• **TEXT**:
###

February 27, 2021

    How to Prevent SSL Pinning Bypass in iOS Applications

    One of the first things an attacker will do when reverse engineering a mobile application is to bypass the SSL/TLS (Secure Sockets Layer/Transport Layer Security) protection to gain a better insight in the application’s functioning and the way it communicates with its server. In this blog, we explain which techniques are used to bypass SSL pinning in iOS and which countermeasures can be taken.

    What is iOS SSL pinning?

    When mobile apps communicate with a server, they typically use SSL to protect the transmitted data against eavesdropping and tampering. By default, SSL implementations used in apps trust any server with certificate trusted by the operating system’s trust store. This store is a list of certificate authorities that is shipped with the operating system.

    SSL certificate

     

    With SSL pinning iOS, however, the application is configured to reject all but one or a few predefined certificates. Whenever the application connects to a server, it compares the server certificate with the pinned certificate(s). If and only if they match, the server is trusted and the SSL connection is established.

    SSL pinning

     

    Why do we need SSL pinning?

     Setting up and maintaining SSL sessions is usually delegated to a system library. This means that the application that tries to establish a connection does not determine which certificates to trust and which not. The application relies entirely on the certificates that are included in the operating system’s trust store.

###

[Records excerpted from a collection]
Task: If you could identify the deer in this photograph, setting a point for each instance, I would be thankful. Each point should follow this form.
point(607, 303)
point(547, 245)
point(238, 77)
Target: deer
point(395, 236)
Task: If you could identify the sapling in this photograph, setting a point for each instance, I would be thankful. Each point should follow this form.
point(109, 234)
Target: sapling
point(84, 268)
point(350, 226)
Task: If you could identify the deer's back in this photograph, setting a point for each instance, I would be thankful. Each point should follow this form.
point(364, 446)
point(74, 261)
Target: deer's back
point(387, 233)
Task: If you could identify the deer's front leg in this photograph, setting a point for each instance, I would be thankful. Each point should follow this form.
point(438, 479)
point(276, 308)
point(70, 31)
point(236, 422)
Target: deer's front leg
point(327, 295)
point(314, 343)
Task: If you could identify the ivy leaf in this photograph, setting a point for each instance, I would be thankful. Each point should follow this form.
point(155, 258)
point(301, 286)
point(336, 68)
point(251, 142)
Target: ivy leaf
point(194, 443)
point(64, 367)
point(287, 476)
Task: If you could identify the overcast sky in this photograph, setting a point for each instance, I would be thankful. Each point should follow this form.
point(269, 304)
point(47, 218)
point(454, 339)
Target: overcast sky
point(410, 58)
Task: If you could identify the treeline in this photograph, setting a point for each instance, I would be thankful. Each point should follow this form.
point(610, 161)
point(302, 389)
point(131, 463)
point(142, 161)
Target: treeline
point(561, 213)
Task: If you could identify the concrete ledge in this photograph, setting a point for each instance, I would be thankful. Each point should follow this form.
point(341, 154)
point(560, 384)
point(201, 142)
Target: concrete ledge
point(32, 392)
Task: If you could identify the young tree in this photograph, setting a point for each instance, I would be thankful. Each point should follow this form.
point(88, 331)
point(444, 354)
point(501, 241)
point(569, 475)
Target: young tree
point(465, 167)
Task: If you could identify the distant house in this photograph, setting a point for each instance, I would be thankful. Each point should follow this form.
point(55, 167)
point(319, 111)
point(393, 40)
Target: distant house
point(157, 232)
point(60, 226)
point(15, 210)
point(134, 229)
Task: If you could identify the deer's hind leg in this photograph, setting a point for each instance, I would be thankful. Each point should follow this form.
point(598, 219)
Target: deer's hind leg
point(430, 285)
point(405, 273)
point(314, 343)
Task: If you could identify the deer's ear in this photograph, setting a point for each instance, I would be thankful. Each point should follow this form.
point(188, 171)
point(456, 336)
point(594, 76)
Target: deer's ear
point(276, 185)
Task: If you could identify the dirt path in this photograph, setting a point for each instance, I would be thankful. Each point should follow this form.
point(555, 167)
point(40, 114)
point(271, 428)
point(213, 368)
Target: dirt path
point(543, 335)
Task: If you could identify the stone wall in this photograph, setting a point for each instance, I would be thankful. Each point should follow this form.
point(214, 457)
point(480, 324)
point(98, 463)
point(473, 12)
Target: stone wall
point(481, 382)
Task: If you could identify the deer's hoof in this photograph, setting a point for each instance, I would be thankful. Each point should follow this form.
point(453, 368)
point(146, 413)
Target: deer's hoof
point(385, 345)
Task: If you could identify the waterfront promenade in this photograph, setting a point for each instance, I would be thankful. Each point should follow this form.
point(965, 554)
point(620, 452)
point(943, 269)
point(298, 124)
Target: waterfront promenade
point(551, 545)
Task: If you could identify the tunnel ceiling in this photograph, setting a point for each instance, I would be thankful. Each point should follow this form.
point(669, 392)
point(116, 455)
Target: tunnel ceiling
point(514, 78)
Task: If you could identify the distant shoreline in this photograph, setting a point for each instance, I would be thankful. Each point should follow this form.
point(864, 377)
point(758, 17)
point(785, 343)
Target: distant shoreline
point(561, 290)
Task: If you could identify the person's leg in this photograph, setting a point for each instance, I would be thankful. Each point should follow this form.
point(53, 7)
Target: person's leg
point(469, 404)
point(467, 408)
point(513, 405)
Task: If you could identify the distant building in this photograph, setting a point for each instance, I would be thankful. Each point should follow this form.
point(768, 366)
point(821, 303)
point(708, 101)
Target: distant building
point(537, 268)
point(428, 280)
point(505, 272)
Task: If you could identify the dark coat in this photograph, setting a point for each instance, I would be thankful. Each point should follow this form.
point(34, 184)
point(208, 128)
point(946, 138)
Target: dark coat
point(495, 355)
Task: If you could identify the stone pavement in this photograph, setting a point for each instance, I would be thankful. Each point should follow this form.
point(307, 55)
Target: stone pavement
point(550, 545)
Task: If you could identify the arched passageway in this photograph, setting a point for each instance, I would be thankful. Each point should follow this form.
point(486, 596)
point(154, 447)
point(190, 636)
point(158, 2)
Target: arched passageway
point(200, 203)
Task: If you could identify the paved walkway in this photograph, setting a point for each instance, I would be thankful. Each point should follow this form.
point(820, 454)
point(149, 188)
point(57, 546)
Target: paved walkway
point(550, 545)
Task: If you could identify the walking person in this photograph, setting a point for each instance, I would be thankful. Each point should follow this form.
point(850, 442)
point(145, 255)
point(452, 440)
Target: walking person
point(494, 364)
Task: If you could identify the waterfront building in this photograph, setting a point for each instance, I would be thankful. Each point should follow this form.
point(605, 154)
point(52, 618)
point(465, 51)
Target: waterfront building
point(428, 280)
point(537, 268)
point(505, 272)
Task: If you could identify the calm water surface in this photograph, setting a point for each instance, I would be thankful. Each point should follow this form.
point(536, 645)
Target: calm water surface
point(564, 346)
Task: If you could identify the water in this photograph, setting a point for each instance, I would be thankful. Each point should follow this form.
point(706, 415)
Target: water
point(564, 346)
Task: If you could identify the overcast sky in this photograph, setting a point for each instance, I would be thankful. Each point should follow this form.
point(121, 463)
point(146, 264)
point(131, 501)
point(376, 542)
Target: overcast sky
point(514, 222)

###

• **SET TASKS**:
**a)** Answer each question using the text on SSL pinning in iOS.
(i) What is the operating system's trust store?
(ii) Under what condition is the server trusted once SSL pinning is in place?
(iii) To what is setting up and maintaining SSL sessions usually delegated?
**b)** For each statement, indicate whether it agrees with the text on SSL pinning in iOS, and quote the words that settle it.
(i) By default, SSL implementations used in apps trust only one predefined certificate.
(ii) With SSL pinning, the application compares the server certificate with the pinned certificate(s) every time it connects to a server.
(iii) The application that tries to establish a connection decides which certificates to trust.
**c)** Continue the text on SSL pinning in iOS from the point where it ends.
None of the records has any bearing on the text about SSL pinning.

• **EXERCISE RESPONSES**:
**a)**
(i) A list of certificate authorities that is shipped with the operating system.
(ii) If and only if the server certificate matches the pinned certificate(s).
(iii) A system library.

**b)**
(i) No: "By default, SSL implementations used in apps trust any server with certificate trusted by the operating system’s trust store."
(ii) Yes: "Whenever the application connects to a server, it compares the server certificate with the pinned certificate(s)."
(iii) No: "the application that tries to establish a connection does not determine which certificates to trust and which not."

**c)**
    A researcher who generates a self-signed certificate and includes it in the operating system's trust store can set up a man-in-the-middle attack against any app that uses SSL. This would allow him to read and manipulate every single SSL session. The attacker could use this ability to reverse engineer the protocol the app uses or to extract API keys from the requests.

    Attackers can also compromise SSL sessions by tricking the user into installing a trusted CA through a malicious web page. Or the root CAs trusted by the device can get compromised and be used to generate certificates.

     compromised SSL sessions

    Narrowing the set of trusted certificates through the implementation of iOS SSL pinning effectively protects applications from the described remote attacks. It also prevents reverse engineers from adding a custom root CA to the store of their own device to analyze the functionality of the application and the way it communicates with the server.

    SSL pinning implementation in iOS

    iOS SSL pinning is implemented by storing additional information inside the app to identify the server and ensure that no man-in-the-middle attack is being carried out.

    What to pin?

    Either the actual server certificate itself or the public key of the server is pinned. You can opt to store the exact data or a hash of that data. This can be a file hash of the certificate file or a hash of the public key string.

    The choice between pinning the certificate or the public key has a few implications for security and maintenance of the application. This lies outside the scope of this blog, but more information can be found here.

    Embedding pinned data

    The data required for SSL pinning iOS can be embedded in the application in two ways: in an asset file or as a string in the actual code of the app.

    If you pin the certificate file, the certificate is usually embedded as an asset file. Each time an SSL connection is made, the received server certificate is compared to the known certificate(s) file(s). Only if the files match exactly, the connection is trusted.

    When pinning the public key of the server, the key can be embedded as a string in the application code or it can be stored in an asset file. Whenever an SSL connection is made, the public key is extracted from the received server certificate and compared to the stored string. If the strings match exactly, the connection is trusted.

    Popular Options

    The following libraries are popular options for implementing SSL pinning in Swift and Objective-C iOS applications.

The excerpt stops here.